→ **Exercise aim**:
Transcribe the records from the line containing "point(177, 210)" onward, up to and including the final line, exactly and without anything else.

→ **Records shown**:
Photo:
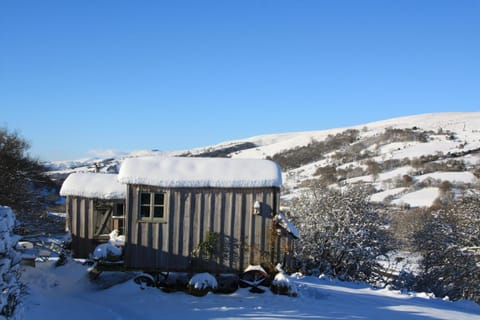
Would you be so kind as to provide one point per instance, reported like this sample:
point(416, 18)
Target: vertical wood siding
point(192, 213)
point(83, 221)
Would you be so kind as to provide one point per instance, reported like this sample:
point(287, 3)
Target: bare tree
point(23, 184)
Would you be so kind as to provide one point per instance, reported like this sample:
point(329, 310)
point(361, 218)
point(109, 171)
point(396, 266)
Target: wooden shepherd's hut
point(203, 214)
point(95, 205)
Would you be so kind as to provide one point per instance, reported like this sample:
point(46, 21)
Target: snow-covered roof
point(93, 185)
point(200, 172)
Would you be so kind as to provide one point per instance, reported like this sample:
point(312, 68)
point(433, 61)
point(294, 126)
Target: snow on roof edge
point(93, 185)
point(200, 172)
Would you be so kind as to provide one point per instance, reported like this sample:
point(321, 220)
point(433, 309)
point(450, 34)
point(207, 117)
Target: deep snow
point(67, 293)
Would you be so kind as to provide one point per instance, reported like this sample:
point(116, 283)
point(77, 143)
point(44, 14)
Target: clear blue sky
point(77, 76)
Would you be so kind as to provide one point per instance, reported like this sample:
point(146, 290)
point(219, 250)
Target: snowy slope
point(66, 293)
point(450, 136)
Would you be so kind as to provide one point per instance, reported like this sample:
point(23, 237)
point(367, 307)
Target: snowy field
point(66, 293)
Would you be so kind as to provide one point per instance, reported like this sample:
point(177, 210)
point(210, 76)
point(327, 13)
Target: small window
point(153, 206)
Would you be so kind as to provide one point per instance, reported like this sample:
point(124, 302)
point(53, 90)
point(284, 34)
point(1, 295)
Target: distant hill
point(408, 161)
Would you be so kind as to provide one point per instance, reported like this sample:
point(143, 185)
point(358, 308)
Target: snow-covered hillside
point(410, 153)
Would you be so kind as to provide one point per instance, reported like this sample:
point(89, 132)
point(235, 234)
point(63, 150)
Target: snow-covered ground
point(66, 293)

→ **Response area**:
point(177, 210)
point(210, 76)
point(327, 13)
Target: small window
point(153, 206)
Would you be so kind as to provide one point per instance, reported like this sample:
point(124, 302)
point(53, 90)
point(284, 34)
point(1, 295)
Target: distant hill
point(408, 161)
Would you be so kind as to provide one point per instance, reported like this sample:
point(143, 185)
point(358, 308)
Target: snow-covered hillside
point(410, 153)
Would you be so kind as to provide one point per instance, reported like this sample:
point(89, 132)
point(235, 234)
point(63, 150)
Target: snow-covered ground
point(66, 293)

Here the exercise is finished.